Stated task 1 | Count the lines of the records that contain the string "mast", treating uppercase and lowercase as different, and give only that number.

Danger: Diabolik
Double your Diabolik and double your pleasure! … this Australian import chases a domestic disc onto the market after only a few months, but of course comes with irresistible new extras to tempt collectors and completists. Mario Bava’s funny, dynamic action thriller was the first feature to really capture the graphic art ‘feeling’ of comic panels — we wish he’d directed a whole series of Diabolik adventures. The evaluation section notes the small differences between this disc and the U.S. release from last April.
Danger Diabolik
Blu-ray
Viavision [Imprint]
1968 / Color / 1:78 widescreen / 99 min. / Street Date October, 2020
Starring: John Phillip Law, Marisa Mell, Michel Piccoli, Adolfo Celi, Terry-Thomas, Mario Donen.
Cinematography: Antonio Rinaldi
Film Editor: Romana Fortini
Art Director: Flavio Mogherini
Original Music: Ennio Morricone
Written by Adriano Baracco, Mario Bava, Brian Degas, Tudor Gates,
Dino Maiuri story by Angela & Luciana Giussani
Produced by Dino De Laurentiis
Directed by Mario Bava
Just when did the general run of fantasy fans become aware of Mario Bava and Dino De Laurentiis’ Danger Diabolik? I think it wasn’t until the near-simultaneous breakout of the Internet and DVD, which made film culture news easy to disseminate and the films themselves more easily seen. In the decades previous almost the only way to discover new and exotic films was to participate in some kind of academic film culture. Remember the proliferation of mimeographed fanzines? The interest was there, big-time.

Record excerpts |
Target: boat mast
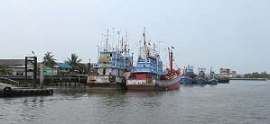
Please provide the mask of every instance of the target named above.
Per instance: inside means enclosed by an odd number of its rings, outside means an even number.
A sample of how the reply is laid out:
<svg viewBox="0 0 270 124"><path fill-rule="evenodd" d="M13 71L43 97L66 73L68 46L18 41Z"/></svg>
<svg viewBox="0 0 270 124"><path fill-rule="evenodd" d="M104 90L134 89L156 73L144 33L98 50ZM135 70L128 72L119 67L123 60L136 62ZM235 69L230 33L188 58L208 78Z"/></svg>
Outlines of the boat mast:
<svg viewBox="0 0 270 124"><path fill-rule="evenodd" d="M107 52L108 30L107 30L106 52Z"/></svg>
<svg viewBox="0 0 270 124"><path fill-rule="evenodd" d="M144 27L144 58L147 58L147 44L146 44L146 40L145 40L145 27Z"/></svg>
<svg viewBox="0 0 270 124"><path fill-rule="evenodd" d="M170 48L168 48L169 49L169 58L170 58L170 71L172 71L172 49L170 51Z"/></svg>

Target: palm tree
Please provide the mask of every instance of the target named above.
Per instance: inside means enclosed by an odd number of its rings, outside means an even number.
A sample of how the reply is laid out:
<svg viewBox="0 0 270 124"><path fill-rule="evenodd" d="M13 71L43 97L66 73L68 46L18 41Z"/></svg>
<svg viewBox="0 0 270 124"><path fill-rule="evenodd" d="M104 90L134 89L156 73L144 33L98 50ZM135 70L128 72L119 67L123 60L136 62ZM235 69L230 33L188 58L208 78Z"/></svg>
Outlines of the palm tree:
<svg viewBox="0 0 270 124"><path fill-rule="evenodd" d="M45 56L43 57L42 64L44 64L46 66L51 66L55 63L55 58L53 58L54 55L51 55L51 52L46 52Z"/></svg>
<svg viewBox="0 0 270 124"><path fill-rule="evenodd" d="M80 62L81 59L79 59L75 53L71 53L71 58L68 58L68 60L65 61L65 63L69 64L72 67L72 71L78 70L81 74L83 71L83 64Z"/></svg>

Stated task 2 | Resume the review of Danger: Diabolik from the point where it stops.

Written answer 1 | 2

Written answer 2 |
Alain Silver and James Ursini’s 1970s writings on Mario Bava in the long gone but much appreciated magazine Photon put down for the first time in English many revelations about Bava’s style and directorial approach. But those seminal genre writers stuck to Bava’s gothic horrors, skipping this futuristic comic book romp in the maestro’s filmography. Diabolik initially breezed through U.S. theaters in 1968 as a minor release, hitting few small markets and more or less remaining invisible. I first heard about it through John Baxter’s 1970 book Science Fiction in the Cinema, and caught it by accident at a midnight screening in Santa Monica in 1972 or so. It was Paramount’s studio print and the music and the color completely blew us away.
So I guess I was hooked. In three years at UCLA I must have rented Film Incorporated’s slightly edited version three times, foisting it on (appreciative) ‘dormie’ audiences. Much later, when Greg Jein showed me fliers advertising collectors’ prints, I ended up buying a 16mm print, and then swapping it for another of slightly better quality.
I spread the word about the film as best I could. It was perhaps 1995 when a cheap VHS and a laserdisc appeared, with an altered soundtrack ( ←). In my first (1998) ‘MGM Video Savant’ appreciation of Diabolik I explained that a number of voices had been replaced for the laserdisc.
All that was corrected in 2005 with Paramount’s DVD produced by Kim Aubrey at Zoetrope (→). Just this year, a domestic Blu-ray fixed the last complaint on CineSavant’s gripe list — the relative volume of Ennio Morricone’s sensational music score was raised to its proper high level. Those great cues now function like Morricone’s music for Sergio Leone: when the music plays, it stands out front and center.
So, since I’ve reviewed Danger: Diabolik two or three times already, this time instead of covering the same ground, let me link new readers to my review of the U.S. disc from April of this Year. It has some pretty pictures, too.
I will repeat one excerpt from the April review because it commemorates the way we ex-film students would run into celebrities and actors here and there, in editing rooms, drugstores, at Pink’s Hot Dogs on La Brea, and sometimes recognize them and say an appreciative ‘hi.’ Some of those memories are real highlights.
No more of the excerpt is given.